Point labeling dataset excerpts
┌──

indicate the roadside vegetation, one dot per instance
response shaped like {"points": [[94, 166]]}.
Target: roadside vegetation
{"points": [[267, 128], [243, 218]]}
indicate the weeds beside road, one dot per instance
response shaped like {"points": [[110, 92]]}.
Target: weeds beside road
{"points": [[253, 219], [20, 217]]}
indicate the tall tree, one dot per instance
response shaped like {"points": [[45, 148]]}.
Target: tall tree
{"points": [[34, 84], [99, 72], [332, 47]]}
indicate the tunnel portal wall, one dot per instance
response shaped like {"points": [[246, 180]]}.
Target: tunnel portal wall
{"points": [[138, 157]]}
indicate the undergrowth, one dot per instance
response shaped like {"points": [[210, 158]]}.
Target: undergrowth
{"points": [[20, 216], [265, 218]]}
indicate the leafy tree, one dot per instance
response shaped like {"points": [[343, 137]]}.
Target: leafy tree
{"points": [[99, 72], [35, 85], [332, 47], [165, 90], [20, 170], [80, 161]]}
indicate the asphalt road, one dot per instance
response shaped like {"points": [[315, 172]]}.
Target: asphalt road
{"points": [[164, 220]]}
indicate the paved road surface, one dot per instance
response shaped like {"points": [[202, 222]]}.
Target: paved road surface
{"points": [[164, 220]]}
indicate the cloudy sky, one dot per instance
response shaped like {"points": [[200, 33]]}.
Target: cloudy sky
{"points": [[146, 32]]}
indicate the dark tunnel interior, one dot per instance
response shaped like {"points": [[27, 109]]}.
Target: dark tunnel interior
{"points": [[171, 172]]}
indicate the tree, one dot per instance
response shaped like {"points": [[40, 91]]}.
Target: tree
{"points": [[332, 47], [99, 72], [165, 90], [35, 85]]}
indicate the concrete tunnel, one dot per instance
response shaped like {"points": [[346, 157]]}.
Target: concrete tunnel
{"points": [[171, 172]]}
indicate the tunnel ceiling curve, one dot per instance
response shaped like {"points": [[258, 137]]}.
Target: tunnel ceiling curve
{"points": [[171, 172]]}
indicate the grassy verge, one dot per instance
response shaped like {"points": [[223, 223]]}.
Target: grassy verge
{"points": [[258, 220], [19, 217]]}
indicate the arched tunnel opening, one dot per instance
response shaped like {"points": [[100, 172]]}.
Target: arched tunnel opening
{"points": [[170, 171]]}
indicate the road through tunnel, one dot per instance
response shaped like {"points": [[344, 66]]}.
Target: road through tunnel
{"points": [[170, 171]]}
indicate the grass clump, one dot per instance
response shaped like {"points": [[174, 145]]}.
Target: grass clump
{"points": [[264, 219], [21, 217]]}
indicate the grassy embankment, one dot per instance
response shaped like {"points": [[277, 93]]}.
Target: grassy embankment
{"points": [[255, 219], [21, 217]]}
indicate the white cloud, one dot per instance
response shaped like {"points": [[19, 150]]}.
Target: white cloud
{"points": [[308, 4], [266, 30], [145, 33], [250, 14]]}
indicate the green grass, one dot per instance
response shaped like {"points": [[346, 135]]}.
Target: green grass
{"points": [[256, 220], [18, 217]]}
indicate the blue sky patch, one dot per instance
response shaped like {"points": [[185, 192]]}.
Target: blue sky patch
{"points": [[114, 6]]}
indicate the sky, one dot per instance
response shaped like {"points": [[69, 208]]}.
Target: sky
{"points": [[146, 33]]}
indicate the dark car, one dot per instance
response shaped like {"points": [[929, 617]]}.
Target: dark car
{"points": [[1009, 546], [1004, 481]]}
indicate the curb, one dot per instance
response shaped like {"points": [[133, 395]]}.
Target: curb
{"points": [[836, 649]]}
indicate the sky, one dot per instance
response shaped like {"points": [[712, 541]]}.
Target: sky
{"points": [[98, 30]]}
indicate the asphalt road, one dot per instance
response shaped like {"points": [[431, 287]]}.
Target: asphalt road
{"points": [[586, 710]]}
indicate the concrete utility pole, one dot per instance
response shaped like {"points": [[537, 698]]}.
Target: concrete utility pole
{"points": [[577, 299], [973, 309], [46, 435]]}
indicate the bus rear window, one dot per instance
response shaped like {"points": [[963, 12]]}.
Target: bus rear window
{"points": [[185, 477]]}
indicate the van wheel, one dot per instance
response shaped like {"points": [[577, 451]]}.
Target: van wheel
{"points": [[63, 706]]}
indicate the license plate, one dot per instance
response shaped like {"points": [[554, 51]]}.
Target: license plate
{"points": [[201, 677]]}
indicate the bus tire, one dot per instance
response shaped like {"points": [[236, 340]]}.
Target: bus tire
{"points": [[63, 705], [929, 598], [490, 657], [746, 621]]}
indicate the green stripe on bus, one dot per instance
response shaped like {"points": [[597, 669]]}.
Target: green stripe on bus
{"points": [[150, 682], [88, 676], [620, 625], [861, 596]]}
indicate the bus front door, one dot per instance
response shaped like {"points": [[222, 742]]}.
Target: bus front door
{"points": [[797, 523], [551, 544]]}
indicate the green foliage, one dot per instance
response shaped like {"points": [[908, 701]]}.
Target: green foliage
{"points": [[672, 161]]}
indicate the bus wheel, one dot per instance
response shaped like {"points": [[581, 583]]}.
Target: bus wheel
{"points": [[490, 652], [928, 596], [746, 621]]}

└──

### Directions for this task
Swap "one dot per instance" for "one point per instance" throughout the records above, and give them again with nothing else changed.

### Answer for this exercise
indicate the roadside vegetation, one point per instance
response shaped like {"points": [[94, 166]]}.
Target: roadside vegetation
{"points": [[267, 128], [243, 218]]}
indicate the weeds beside road, one point per instance
response shaped like {"points": [[110, 92]]}.
Target: weeds beside road
{"points": [[253, 219], [20, 217]]}
indicate the tall tree, one point per instance
response shaped like {"points": [[45, 148]]}.
Target: tall tree
{"points": [[34, 84], [99, 72], [332, 47]]}
indicate the tunnel portal wall, one point per instance
response shaped like {"points": [[246, 180]]}.
Target: tunnel portal wall
{"points": [[138, 157]]}
indicate the undergrowth, one point per instance
response shaped like {"points": [[210, 158]]}.
Target: undergrowth
{"points": [[20, 216], [265, 218]]}
indicate the leafy tree, one point per instance
response shaped like {"points": [[343, 137]]}.
Target: leafy tree
{"points": [[99, 72], [35, 85], [332, 47], [165, 90], [20, 170], [80, 161]]}
indicate the asphalt road, one point per instance
response shaped like {"points": [[315, 172]]}.
Target: asphalt road
{"points": [[164, 220]]}
indicate the paved road surface, one point per instance
response shaped like {"points": [[202, 222]]}.
Target: paved road surface
{"points": [[164, 220]]}
indicate the cloudy sky, one point per instance
response shaped like {"points": [[200, 33]]}.
Target: cloudy sky
{"points": [[146, 32]]}
indicate the dark tunnel interior, one point per instance
response shaped like {"points": [[27, 109]]}.
Target: dark tunnel interior
{"points": [[171, 172]]}
indicate the tree, one point per instance
response shaped like {"points": [[40, 91]]}.
Target: tree
{"points": [[332, 47], [99, 72], [165, 90], [35, 85]]}
indicate the concrete tunnel, one point per instance
response shaped like {"points": [[346, 157]]}.
Target: concrete tunnel
{"points": [[171, 172]]}
indicate the tunnel ceiling curve, one point per instance
response shaped like {"points": [[258, 137]]}.
Target: tunnel ceiling curve
{"points": [[171, 172]]}
indicate the grassy verge, one point per instance
response shaped like {"points": [[223, 223]]}.
Target: grassy verge
{"points": [[258, 220], [19, 217]]}
indicate the arched tunnel opening, one point per instance
response shaped like {"points": [[100, 172]]}.
Target: arched tunnel opening
{"points": [[170, 171]]}
indicate the road through tunnel, one point per instance
response shaped like {"points": [[344, 66]]}.
Target: road through tunnel
{"points": [[170, 171]]}
indicate the grass clump, one point per instance
response shaped like {"points": [[174, 145]]}.
Target: grass clump
{"points": [[264, 219], [21, 217]]}
indicate the grassy embankment, one point per instance
response shaped like {"points": [[277, 93]]}.
Target: grassy embankment
{"points": [[255, 219], [21, 217]]}
indicate the white cloud, one point per instance
response shaped like {"points": [[19, 150]]}.
Target: white cloud
{"points": [[308, 4], [266, 30], [145, 33], [250, 14]]}
indicate the green grass, one point per instance
response shaped like {"points": [[346, 135]]}.
Target: green grass
{"points": [[256, 220], [18, 217]]}
indicate the blue sky patch, one point per instance
response shaped like {"points": [[185, 192]]}.
Target: blue sky patch
{"points": [[114, 6]]}
indicate the sky, one point per instance
response shaped like {"points": [[69, 208]]}.
Target: sky
{"points": [[146, 33]]}
indicate the dark car, one point per instance
response shaped like {"points": [[929, 617]]}.
Target: dark car
{"points": [[1009, 546], [1004, 481]]}
indicate the curb, one point per instance
response shaped like {"points": [[133, 395]]}.
Target: curb
{"points": [[836, 649]]}
indicate the sky, one point per instance
response shaped like {"points": [[712, 541]]}.
Target: sky
{"points": [[98, 30]]}
indicate the asphalt road, one point per instance
response shaped like {"points": [[431, 287]]}.
Target: asphalt road
{"points": [[586, 710]]}
indicate the concrete utility pole, one point per instance
response shaped like {"points": [[537, 698]]}.
Target: concrete utility pole
{"points": [[577, 299], [973, 309], [46, 435]]}
indicate the bus rear window, one point per instance
response shaped like {"points": [[963, 12]]}.
Target: bus rear window
{"points": [[185, 477]]}
indicate the van wheel, one point per instance
response shaped like {"points": [[577, 451]]}.
Target: van wheel
{"points": [[63, 706]]}
indicate the license plate, one point per instance
response shaped like {"points": [[554, 51]]}.
Target: license plate
{"points": [[201, 677]]}
indicate the bus tire, one point per instance
response shaped like {"points": [[236, 340]]}.
Target: bus tire
{"points": [[63, 705], [929, 598], [490, 657], [746, 621]]}
indicate the green stripe on bus, one point per instance
response shaped like {"points": [[597, 669]]}.
Target: green stripe on bus
{"points": [[150, 682], [88, 676], [620, 625], [861, 596]]}
indicate the bus front door, one point per instance
response shaped like {"points": [[222, 742]]}.
Target: bus front door
{"points": [[797, 523], [551, 544]]}
indicate the green foliage, one point per instance
response shaped like {"points": [[908, 701]]}.
Target: green foliage
{"points": [[672, 161]]}
indicate the bus wheel, one point per instance
response shaped like {"points": [[581, 583]]}.
Target: bus wheel
{"points": [[490, 652], [928, 596], [746, 621]]}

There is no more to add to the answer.